How many lines of the entries below contain the string "house"? Case counts; reply with the number only.

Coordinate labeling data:
_ _ _ _ _

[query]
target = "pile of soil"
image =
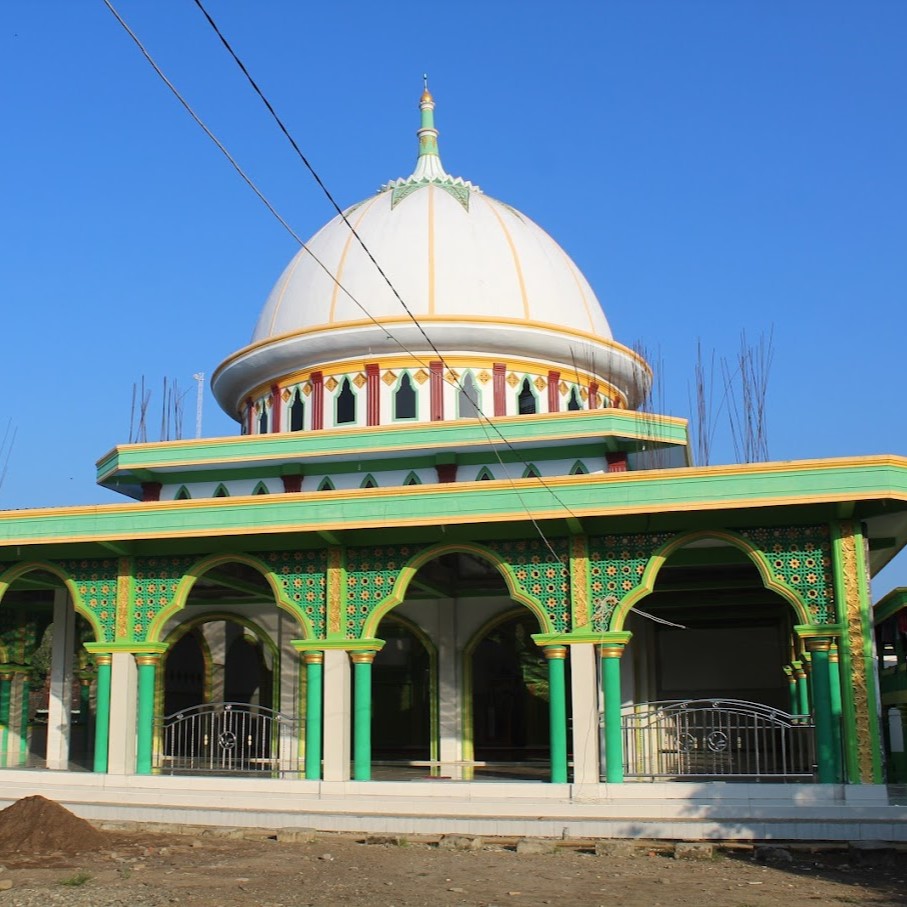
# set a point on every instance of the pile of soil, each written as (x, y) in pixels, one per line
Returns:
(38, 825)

_ _ _ _ _

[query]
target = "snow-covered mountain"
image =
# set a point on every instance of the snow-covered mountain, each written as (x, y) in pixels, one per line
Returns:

_ _ _ _ _

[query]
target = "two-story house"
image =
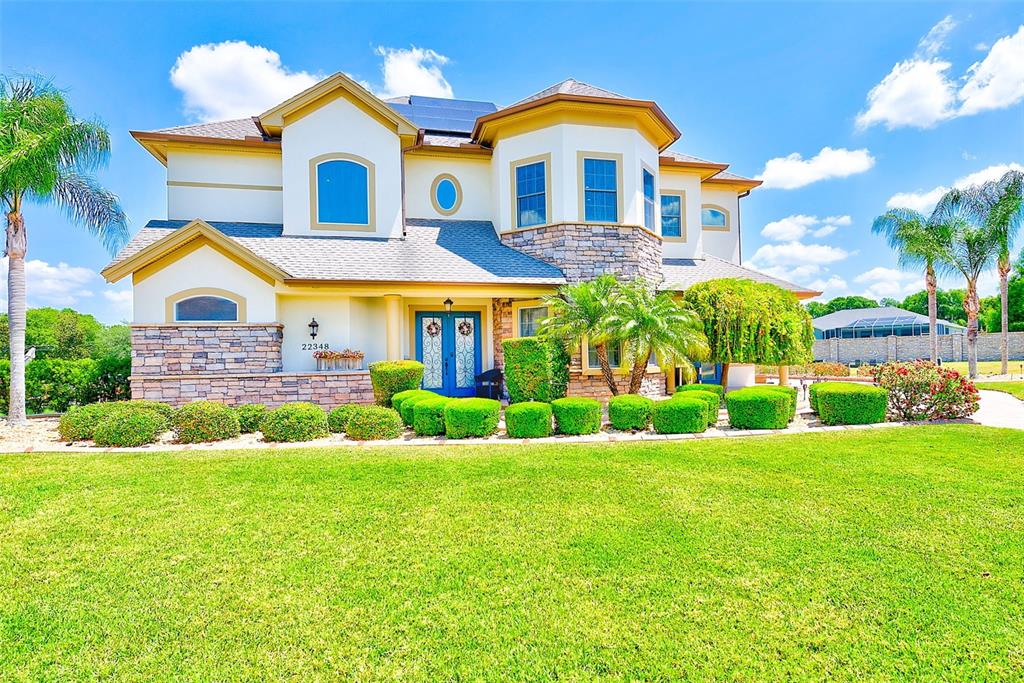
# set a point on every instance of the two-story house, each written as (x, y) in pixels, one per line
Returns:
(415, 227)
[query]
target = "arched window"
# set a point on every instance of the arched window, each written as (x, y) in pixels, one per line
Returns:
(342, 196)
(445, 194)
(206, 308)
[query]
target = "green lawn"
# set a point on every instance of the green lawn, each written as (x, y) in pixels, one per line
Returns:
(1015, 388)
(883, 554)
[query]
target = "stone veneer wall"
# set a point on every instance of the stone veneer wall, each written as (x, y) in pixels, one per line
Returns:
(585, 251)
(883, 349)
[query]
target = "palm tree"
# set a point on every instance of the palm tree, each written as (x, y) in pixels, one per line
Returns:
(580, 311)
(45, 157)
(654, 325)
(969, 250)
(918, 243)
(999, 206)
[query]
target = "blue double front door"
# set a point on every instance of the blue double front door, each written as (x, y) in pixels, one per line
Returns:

_ _ _ _ _

Worked answer:
2